> [Your goal] Could you transcribe all of the data below line for line, keeping every character unchanged?

Recorded data
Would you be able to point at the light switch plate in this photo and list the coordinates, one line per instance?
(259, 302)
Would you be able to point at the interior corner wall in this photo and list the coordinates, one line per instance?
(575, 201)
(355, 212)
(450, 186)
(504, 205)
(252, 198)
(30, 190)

> [Written response]
Would you be able to point at the light switch plate in this photo and list the coordinates, one line per instance?
(259, 302)
Would you be able to point at the interior corner wall in this photo and list the coordinates, one line per instance?
(575, 201)
(355, 212)
(450, 186)
(504, 205)
(252, 198)
(30, 190)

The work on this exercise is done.